**PASSAGE TO READ:**
--- START ---

Sound Health Services

Springtime Allergies in Kids

Kids Spring AllergiesAfter being cooped up indoors all winter, kids love to run around outside on nice spring days. But if they have seasonal allergies, being outdoors can make them miserable by the end of the day. Here’s how to tell if your child has allergies and how to help them get relief so they can enjoy spring playtime.
 
 
 

How to Tell the Difference Between Colds and Allergies in Kids

Since cold symptoms can be similar to allergy symptoms, parents often assume their children have colds when they start to sniffle and sneeze. But there are a few key things to look for to decipher symptoms of allergies vs. colds:

Clear drainage. With allergies, drainage is thin and clear instead of thick and gooey as in colds.

Itching. Allergies cause itchy nose, ears, eyes and throat, and colds usually don’t.

No fever. Colds sometimes cause fevers, but allergies never do.

Duration of symptoms. Allergy symptoms last longer than a typical 7-10 day cold.

Daily patterns. If symptoms are present when the child goes outside but get better when they come in, or are worse during the morning which is peak time for pollen, allergies are likely.

 

How to Help Your Child Feel Better

If you suspect your child has seasonal allergies, the first thing to do is keep them indoors during peak allergen hours (between 6 a.m. and noon) and on dry, windy days. It’s best to go out in the afternoons or after it has rained.

To help keep your child comfortable after he comes inside, have him remove his clothes and rinse off in the shower to remove pollen or other allergens from his skin and hair. This along with a fresh set of clothes will allow him to breathe easier.

Over the counter medications such as decongestants and antihistamines may help, but it’s best to talk to a doctor before deciding what he should take. The doctor may recommend more effective allergy treatments.
 

How Sound Health Doctors Treat Allergies in Kids

Doctors at Sound Health Services treat each child as an individual. We carefully evaluate their symptoms and if necessary, administer skin tests to determine what allergens are causing their discomfort. If our doctors believe symptoms could be relieved with allergy shots, we will discuss a treatment plan that consists of gradually introducing the allergen into the child’s body so his immune system eventually learns to tolerate it. Allergy shots have proven very effective when treating allergies in kids.

--- END ---

**INFORMATION SHOWN:**
--- START ---

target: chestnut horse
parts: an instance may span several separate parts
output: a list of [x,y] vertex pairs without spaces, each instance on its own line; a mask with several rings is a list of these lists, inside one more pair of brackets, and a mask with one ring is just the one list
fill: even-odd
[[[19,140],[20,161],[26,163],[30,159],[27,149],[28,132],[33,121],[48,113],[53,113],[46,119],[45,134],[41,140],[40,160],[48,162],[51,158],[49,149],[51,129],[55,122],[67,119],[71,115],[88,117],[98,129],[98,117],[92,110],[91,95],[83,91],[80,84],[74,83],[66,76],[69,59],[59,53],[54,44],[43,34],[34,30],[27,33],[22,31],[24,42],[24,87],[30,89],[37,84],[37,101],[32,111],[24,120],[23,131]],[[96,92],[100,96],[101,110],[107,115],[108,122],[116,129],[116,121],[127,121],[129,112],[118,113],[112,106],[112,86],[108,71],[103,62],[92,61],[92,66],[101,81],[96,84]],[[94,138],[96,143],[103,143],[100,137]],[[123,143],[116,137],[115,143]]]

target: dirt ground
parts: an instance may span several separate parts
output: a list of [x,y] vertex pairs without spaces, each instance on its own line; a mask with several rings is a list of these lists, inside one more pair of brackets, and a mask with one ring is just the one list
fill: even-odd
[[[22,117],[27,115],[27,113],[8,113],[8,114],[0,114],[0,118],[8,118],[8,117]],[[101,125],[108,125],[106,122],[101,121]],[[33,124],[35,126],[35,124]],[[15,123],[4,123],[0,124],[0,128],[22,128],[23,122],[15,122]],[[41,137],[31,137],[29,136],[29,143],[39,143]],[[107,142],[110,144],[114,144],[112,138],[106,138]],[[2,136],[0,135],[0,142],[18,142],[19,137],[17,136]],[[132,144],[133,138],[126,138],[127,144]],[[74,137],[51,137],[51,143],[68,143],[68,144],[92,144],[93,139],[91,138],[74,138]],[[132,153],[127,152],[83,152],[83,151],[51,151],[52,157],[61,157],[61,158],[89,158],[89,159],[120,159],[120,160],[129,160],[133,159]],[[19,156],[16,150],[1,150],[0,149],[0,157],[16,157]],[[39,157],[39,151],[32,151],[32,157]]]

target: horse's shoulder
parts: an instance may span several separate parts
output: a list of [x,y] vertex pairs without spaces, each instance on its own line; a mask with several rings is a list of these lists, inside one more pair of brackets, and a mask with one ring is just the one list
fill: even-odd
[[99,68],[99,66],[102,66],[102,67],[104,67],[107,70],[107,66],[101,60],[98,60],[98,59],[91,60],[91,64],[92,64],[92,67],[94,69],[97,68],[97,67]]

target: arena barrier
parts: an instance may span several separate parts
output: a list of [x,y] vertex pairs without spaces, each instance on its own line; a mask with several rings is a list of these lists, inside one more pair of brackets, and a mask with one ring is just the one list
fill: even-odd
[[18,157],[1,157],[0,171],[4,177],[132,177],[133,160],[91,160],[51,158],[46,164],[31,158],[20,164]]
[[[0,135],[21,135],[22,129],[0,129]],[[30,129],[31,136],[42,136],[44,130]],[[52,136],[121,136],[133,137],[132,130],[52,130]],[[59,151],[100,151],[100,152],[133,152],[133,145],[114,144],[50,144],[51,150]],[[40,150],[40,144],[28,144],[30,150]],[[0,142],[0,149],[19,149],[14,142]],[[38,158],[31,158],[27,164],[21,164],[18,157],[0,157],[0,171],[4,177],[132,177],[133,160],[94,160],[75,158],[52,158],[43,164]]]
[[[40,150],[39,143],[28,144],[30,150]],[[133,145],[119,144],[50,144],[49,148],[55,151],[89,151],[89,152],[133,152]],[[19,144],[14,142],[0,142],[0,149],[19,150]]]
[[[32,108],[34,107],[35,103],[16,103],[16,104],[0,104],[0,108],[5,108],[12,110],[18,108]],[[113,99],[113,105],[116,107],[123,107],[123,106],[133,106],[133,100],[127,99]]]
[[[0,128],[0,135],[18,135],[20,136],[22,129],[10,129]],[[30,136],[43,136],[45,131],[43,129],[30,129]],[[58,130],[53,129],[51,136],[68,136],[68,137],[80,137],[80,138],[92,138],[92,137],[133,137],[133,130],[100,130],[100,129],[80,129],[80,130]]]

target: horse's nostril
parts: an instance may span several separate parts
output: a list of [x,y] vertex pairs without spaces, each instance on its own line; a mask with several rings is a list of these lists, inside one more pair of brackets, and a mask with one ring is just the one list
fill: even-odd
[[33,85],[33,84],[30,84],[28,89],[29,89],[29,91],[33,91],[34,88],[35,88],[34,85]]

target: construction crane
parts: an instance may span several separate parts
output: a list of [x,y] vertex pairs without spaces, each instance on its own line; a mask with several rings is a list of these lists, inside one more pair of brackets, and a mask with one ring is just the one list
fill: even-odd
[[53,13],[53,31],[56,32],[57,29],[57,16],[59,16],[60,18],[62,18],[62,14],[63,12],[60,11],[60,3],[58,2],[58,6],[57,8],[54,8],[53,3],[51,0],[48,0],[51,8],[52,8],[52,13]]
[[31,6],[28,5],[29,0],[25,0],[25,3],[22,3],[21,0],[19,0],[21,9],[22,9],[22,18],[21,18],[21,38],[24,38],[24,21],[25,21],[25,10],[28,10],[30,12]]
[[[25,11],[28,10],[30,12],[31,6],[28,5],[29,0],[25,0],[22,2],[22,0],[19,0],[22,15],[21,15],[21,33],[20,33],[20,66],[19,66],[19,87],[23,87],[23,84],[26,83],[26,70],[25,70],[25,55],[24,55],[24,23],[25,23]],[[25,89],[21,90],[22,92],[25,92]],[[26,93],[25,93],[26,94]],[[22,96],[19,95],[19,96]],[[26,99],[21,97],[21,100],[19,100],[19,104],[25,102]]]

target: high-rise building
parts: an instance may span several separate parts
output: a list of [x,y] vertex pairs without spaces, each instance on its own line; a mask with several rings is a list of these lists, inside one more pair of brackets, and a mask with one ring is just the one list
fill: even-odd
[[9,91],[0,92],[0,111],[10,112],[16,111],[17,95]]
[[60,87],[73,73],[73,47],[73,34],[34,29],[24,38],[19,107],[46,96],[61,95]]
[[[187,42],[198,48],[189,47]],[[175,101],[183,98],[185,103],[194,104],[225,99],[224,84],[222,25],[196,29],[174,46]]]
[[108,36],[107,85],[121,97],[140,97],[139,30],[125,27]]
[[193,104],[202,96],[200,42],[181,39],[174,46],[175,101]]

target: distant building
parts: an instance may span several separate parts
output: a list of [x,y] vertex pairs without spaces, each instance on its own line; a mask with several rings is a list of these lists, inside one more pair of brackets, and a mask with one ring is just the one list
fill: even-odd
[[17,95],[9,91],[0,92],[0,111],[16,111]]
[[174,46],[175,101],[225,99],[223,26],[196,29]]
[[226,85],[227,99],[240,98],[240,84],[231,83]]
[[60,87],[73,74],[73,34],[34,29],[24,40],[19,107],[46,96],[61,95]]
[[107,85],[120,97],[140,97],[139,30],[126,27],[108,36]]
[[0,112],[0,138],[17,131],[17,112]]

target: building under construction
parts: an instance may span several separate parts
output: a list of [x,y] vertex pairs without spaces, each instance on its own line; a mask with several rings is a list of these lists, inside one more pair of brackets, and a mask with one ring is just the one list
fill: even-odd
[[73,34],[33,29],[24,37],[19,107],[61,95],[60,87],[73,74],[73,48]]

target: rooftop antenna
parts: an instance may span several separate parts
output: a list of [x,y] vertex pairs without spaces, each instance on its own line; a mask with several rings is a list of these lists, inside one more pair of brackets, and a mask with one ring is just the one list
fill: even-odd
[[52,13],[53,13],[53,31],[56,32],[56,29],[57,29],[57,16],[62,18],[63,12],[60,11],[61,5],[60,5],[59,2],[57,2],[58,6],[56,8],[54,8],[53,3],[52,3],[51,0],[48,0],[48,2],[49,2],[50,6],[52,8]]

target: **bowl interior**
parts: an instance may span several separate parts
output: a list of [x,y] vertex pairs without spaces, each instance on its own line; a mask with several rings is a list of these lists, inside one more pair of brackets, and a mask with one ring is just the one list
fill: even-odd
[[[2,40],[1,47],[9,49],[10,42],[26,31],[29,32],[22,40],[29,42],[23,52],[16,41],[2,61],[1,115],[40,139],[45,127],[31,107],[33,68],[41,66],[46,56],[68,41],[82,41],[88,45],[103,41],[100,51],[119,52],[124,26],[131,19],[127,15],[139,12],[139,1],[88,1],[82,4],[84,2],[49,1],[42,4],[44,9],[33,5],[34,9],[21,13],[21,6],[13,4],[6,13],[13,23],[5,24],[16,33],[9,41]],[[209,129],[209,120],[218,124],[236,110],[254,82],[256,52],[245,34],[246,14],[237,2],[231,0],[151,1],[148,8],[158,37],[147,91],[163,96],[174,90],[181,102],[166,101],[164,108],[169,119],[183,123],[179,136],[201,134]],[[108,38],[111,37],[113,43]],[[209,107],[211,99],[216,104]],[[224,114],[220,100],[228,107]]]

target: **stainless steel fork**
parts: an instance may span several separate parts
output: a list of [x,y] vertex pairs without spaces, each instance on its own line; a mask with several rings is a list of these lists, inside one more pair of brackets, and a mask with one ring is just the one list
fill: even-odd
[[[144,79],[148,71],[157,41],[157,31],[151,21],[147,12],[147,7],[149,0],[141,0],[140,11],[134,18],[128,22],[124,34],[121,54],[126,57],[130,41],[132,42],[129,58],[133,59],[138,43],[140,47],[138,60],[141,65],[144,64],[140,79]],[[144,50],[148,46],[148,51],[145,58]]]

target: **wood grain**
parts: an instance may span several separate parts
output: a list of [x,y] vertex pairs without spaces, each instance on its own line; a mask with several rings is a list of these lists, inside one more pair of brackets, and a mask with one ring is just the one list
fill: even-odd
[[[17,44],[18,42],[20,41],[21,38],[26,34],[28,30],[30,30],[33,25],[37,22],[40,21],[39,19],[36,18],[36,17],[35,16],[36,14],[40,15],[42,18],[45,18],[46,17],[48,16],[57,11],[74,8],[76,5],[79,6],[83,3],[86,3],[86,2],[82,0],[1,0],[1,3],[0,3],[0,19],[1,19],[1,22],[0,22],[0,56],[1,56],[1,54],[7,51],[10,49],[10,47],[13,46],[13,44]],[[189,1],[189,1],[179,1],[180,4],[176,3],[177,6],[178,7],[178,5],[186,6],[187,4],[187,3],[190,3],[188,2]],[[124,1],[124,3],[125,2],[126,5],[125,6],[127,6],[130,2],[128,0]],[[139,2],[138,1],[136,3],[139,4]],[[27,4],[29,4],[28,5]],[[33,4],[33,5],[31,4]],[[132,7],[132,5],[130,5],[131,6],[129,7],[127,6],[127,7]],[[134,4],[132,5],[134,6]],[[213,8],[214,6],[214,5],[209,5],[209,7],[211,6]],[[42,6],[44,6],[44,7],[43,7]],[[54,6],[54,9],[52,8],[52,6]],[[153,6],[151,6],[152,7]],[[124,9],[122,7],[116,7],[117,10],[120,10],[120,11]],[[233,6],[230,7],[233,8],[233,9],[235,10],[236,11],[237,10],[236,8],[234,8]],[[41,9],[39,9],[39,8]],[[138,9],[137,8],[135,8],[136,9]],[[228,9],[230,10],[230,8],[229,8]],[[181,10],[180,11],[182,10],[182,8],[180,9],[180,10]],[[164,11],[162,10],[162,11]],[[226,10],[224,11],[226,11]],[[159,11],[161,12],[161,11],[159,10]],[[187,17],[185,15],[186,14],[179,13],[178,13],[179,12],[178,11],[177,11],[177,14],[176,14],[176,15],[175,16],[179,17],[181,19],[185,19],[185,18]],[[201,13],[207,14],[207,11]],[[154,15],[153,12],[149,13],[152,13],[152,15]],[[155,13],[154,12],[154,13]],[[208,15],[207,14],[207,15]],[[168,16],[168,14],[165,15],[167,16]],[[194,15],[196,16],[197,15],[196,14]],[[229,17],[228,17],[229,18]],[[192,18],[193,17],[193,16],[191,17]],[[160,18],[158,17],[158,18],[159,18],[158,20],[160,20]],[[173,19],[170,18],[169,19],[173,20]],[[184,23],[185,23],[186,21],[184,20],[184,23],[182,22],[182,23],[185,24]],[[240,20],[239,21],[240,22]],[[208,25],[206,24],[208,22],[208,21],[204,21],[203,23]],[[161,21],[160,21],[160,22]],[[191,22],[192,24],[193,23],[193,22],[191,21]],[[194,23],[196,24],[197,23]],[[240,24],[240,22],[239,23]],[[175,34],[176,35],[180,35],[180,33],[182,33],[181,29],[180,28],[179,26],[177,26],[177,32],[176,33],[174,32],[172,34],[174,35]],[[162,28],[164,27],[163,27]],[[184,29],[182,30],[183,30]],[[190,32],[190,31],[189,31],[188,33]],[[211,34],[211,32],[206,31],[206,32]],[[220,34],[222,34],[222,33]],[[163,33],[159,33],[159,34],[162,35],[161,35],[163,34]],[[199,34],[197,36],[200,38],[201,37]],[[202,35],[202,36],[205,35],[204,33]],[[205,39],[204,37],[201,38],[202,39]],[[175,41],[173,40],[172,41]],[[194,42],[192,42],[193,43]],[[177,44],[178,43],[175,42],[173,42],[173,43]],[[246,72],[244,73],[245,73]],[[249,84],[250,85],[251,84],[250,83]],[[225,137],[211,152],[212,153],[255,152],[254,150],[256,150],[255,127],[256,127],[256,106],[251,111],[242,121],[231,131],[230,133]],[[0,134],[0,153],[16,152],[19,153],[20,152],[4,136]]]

--- END ---

**TASKS TO PERFORM:**
a: Do these statements agree with the springtime allergies article? For each one, answer yes or no and quote the words from the article that decide it. (i) Allergies can cause a fever in children. (ii) The peak allergen hours fall between 6 a.m. and noon. (iii) With allergies, nasal drainage is thick and gooey.
b: Translate this sentence from the springtime allergies article into Spanish: "Allergy shots have proven very effective when treating allergies in kids."

**ANSWERS:**
a:
(i) No: "Colds sometimes cause fevers, but allergies never do."
(ii) Yes: "keep them indoors during peak allergen hours (between 6 a.m. and noon)"
(iii) No: "With allergies, drainage is thin and clear instead of thick and gooey as in colds."

b: Las vacunas contra la alergia han demostrado ser muy eficaces en el tratamiento de las alergias en los niños.